▶ **RECORD EXCERPTS**

↓↓↓

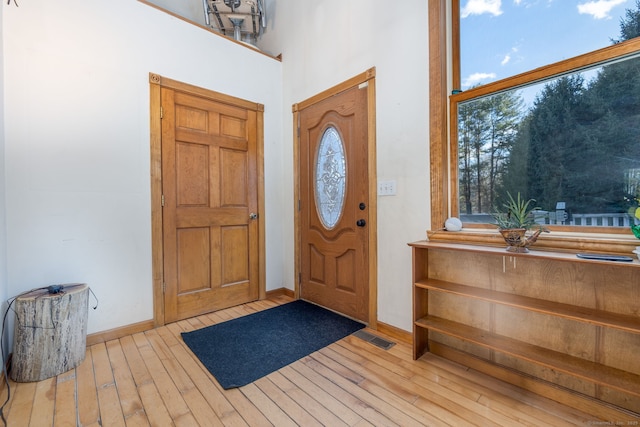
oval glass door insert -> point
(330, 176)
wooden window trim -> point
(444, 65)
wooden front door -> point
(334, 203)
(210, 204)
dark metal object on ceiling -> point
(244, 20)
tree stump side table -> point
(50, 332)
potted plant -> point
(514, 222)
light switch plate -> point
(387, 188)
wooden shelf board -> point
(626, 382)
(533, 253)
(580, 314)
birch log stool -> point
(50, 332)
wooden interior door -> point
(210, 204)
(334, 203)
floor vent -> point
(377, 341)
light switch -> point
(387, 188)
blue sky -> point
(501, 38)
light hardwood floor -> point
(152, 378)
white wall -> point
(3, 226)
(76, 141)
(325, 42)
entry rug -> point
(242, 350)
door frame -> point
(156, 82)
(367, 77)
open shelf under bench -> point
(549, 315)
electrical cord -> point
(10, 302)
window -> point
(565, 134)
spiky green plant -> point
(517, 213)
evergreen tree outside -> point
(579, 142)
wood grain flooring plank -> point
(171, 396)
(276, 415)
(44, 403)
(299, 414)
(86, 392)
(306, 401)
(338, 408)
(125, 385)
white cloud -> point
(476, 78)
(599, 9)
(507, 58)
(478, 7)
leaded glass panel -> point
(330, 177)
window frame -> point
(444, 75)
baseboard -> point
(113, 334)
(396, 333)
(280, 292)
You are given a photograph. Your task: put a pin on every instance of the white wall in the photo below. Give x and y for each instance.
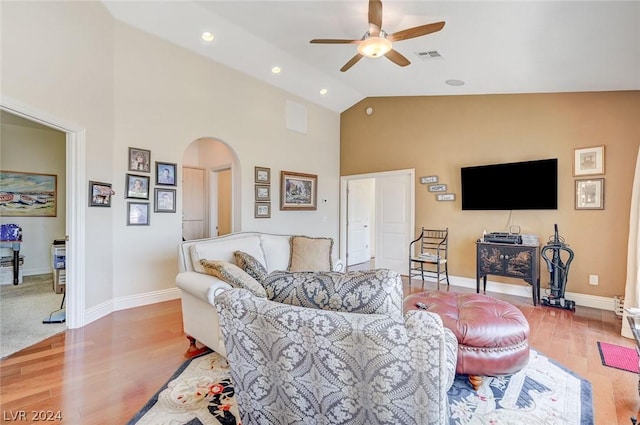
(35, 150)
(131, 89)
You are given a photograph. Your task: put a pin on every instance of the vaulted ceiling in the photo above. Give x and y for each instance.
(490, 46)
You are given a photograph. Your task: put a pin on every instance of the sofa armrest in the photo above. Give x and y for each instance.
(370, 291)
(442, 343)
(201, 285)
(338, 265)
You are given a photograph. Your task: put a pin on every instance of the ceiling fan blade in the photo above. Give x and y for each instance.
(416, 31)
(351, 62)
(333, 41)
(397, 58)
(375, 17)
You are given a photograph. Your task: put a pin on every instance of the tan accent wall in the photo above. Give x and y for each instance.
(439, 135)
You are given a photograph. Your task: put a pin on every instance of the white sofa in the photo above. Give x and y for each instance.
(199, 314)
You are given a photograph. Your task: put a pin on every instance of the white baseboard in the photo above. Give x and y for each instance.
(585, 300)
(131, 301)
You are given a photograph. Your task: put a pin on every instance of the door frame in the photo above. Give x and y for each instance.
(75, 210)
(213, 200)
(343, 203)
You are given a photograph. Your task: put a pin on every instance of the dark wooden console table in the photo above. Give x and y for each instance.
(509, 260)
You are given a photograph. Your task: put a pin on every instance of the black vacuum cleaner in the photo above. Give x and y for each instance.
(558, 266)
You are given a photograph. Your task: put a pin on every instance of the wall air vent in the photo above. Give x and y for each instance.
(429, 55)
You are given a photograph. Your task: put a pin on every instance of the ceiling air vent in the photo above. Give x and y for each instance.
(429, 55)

↑↑↑

▶ **WORK TO BE COMPLETED**
Extract every line from the one with "the white sofa" down to the final line above, both included, exactly as written.

▶ **REPLY**
You are given a photograph. Your task: put a pin on every instance of the white sofa in the photo above. Give x and y for each instance.
(199, 314)
You are given a photograph. Your task: put a pin on every instance of the white baseboard in the photo above. Give x and y for each instance.
(585, 300)
(131, 301)
You are given a photograph. Your task: put a pin on every instance of the door frame in the photo above. Give x and y for each instance.
(75, 210)
(213, 200)
(343, 203)
You are given a photograph. Your task: put a pin on every instance of the dark wooden console table in the photo above. Give x and y for each instance.
(509, 260)
You are given a photograph. Your task: put a pin on every instance of the black vacuum cleaner in the photo above. Give x and y for each instance.
(558, 266)
You are given a photograph. Your task: put a pin on every instance of the wall air vent in the photo above. Give x and y for each instance.
(429, 55)
You are given a photograph. Your task: put a pin on every instance of the ceiling air vent in the photo above. Give x and y for each instance.
(429, 55)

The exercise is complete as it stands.